# TASK DIRECTIONS
Answer these from the inter-cooler text:
1. To what position should the cool medium line be moved?
2. Where in the refrigeration system should the inter-cooler be relocated?
3. What cooling media external to the refrigeration system are named as examples?

# EXCERPTED TEXT
::::

An additional object is to provide a series of exit ports in the
liquid/vapor inlet line of the inter-cooler causing increased mixing of
the liquid and vapor refrigerant within the inter-cooler, to promote
condensation of the vapor within the inter-cooler. Such exit ports are
preferably large enough in area to avoid imposing a restriction to the
flow of refrigerant.
A further object is to alter the location of the cool medium line from a
central axial line above the liquid level to a position below the liquid
level, so that it is substantially submerged within the cool liquid.
And yet another object is to provide a relocation of the inter-cooler
within the refrigeration system to a position downstream of, and closely
adjacent the expansion device, to take advantage of the shortened
connections and the improved heat exchange using the expansion device
output in the cold medium line.
A still further object is to provide a unique end cap for the inter-cooler
which facilitates construction and allows liquid to exit from the
inter-cooler at the lowest available point, regardless of whether the
inter-cooler is mounted in a horizontal position, in a vertical position
with the end cap at the lowest position, or when mounted at any position
therebetween.
Yet another object of this invention is to allow selection of length of the
conformed portion of the incoming liquid/vapor line to result in desired
BTU transfer.
An additional object of the invention is to provide an inter-cooler and
heat exchange system in which heat is removed from refrigerant passing
through the inter-cooler, utilizing a cooling medium external to the
refrigeration system, such as available water supply, chilled water and
the like.
And another object is to provide a device of the previous object in which
the inter-cooler will perform without appreciable drop in performance even
when the shell is filled with liquid or when it is three-fourth empty of
liquid.

::::

# DATA SECTION

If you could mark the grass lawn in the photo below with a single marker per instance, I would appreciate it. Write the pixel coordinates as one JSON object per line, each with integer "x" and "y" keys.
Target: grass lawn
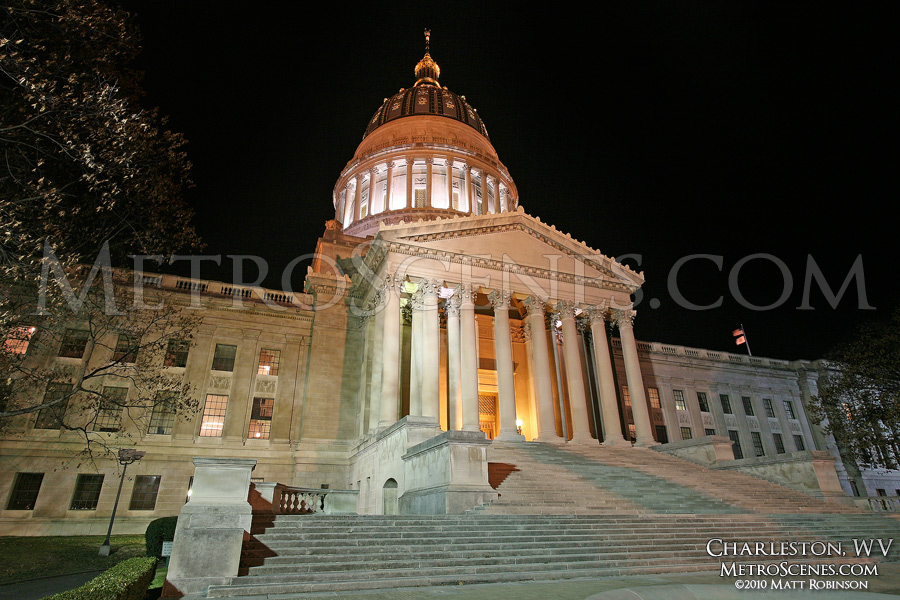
{"x": 24, "y": 558}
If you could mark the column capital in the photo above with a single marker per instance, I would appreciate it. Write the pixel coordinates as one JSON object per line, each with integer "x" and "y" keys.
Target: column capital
{"x": 500, "y": 299}
{"x": 534, "y": 304}
{"x": 624, "y": 318}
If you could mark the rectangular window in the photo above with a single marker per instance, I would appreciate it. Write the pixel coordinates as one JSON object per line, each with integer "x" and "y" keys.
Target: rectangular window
{"x": 268, "y": 362}
{"x": 736, "y": 446}
{"x": 109, "y": 416}
{"x": 223, "y": 359}
{"x": 143, "y": 496}
{"x": 726, "y": 404}
{"x": 51, "y": 417}
{"x": 126, "y": 348}
{"x": 73, "y": 344}
{"x": 176, "y": 353}
{"x": 25, "y": 490}
{"x": 261, "y": 418}
{"x": 789, "y": 409}
{"x": 17, "y": 340}
{"x": 757, "y": 443}
{"x": 87, "y": 492}
{"x": 163, "y": 416}
{"x": 702, "y": 401}
{"x": 748, "y": 405}
{"x": 213, "y": 416}
{"x": 779, "y": 443}
{"x": 662, "y": 436}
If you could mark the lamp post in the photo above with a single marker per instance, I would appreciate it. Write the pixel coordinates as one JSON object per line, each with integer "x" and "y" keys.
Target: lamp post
{"x": 126, "y": 457}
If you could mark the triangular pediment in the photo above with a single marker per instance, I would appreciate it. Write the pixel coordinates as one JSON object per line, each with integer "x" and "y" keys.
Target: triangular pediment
{"x": 516, "y": 239}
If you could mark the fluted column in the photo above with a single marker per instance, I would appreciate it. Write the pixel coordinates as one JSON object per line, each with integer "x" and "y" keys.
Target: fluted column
{"x": 468, "y": 358}
{"x": 390, "y": 352}
{"x": 540, "y": 369}
{"x": 410, "y": 200}
{"x": 506, "y": 384}
{"x": 429, "y": 170}
{"x": 388, "y": 187}
{"x": 454, "y": 382}
{"x": 430, "y": 349}
{"x": 581, "y": 424}
{"x": 609, "y": 406}
{"x": 625, "y": 322}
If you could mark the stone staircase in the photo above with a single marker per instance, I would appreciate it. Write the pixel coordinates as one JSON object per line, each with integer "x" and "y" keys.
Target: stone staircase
{"x": 564, "y": 512}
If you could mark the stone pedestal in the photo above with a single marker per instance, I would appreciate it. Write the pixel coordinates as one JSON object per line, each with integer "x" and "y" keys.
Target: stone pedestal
{"x": 211, "y": 526}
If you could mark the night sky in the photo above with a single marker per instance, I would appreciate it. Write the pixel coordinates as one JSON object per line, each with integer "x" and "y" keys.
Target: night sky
{"x": 658, "y": 130}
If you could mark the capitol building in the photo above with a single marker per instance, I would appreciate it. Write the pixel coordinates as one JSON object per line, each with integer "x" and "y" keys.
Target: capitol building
{"x": 444, "y": 335}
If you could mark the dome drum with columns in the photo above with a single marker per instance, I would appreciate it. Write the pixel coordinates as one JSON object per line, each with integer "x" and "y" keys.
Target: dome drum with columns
{"x": 425, "y": 155}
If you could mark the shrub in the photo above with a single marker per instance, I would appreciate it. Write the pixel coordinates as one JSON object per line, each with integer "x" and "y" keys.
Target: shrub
{"x": 159, "y": 531}
{"x": 128, "y": 580}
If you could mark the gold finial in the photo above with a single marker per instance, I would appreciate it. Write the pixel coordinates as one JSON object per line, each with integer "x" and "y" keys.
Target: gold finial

::::

# EXERCISE SOLUTION
1. Below the liquid level, so that it is substantially submerged within the cool liquid.
2. Downstream of, and closely adjacent, the expansion device.
3. Available water supply and chilled water.